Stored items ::
□ □ □ □

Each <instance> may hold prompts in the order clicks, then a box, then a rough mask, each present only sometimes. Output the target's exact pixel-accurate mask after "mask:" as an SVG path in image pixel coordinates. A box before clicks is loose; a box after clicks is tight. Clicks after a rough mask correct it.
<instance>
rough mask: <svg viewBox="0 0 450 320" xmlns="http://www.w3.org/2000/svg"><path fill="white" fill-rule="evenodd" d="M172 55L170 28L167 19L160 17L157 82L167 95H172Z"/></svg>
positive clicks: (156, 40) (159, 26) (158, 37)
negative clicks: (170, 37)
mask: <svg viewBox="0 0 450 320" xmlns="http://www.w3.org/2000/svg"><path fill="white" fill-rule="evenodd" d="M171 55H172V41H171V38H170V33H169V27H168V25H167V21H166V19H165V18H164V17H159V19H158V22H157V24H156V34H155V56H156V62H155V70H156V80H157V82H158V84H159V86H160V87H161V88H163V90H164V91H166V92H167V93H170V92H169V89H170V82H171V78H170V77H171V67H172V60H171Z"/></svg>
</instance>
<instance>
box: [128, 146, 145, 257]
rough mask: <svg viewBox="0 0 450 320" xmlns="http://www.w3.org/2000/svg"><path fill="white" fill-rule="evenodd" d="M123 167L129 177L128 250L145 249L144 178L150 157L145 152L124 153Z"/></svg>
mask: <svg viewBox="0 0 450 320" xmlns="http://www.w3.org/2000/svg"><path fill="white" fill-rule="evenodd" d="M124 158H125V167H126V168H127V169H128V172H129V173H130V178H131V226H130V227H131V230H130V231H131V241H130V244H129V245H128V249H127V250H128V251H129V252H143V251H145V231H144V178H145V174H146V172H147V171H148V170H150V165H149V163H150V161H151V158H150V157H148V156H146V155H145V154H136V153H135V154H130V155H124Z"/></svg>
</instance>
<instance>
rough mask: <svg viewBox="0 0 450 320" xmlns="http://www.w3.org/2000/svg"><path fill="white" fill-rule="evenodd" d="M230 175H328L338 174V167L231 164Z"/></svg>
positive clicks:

□ □ □ □

Directions ::
Reproduce each line, exactly as it appears, from the one that contains "167L129 177L128 250L145" through the last line of the records. Add no other lines.

Your response ::
rough mask: <svg viewBox="0 0 450 320" xmlns="http://www.w3.org/2000/svg"><path fill="white" fill-rule="evenodd" d="M123 167L129 177L128 250L145 249L144 178L150 157L145 152L124 153Z"/></svg>
mask: <svg viewBox="0 0 450 320" xmlns="http://www.w3.org/2000/svg"><path fill="white" fill-rule="evenodd" d="M124 158H125V167H126V168H127V169H128V172H129V173H130V178H131V226H130V227H131V230H130V231H131V241H130V244H129V245H128V249H127V250H128V251H129V252H143V251H145V231H144V178H145V174H146V172H147V171H148V170H150V165H149V163H150V161H151V158H150V157H148V156H146V155H145V154H136V153H135V154H130V155H124Z"/></svg>
</instance>
<instance>
rough mask: <svg viewBox="0 0 450 320" xmlns="http://www.w3.org/2000/svg"><path fill="white" fill-rule="evenodd" d="M230 175H328L338 174V167L231 164Z"/></svg>
positive clicks:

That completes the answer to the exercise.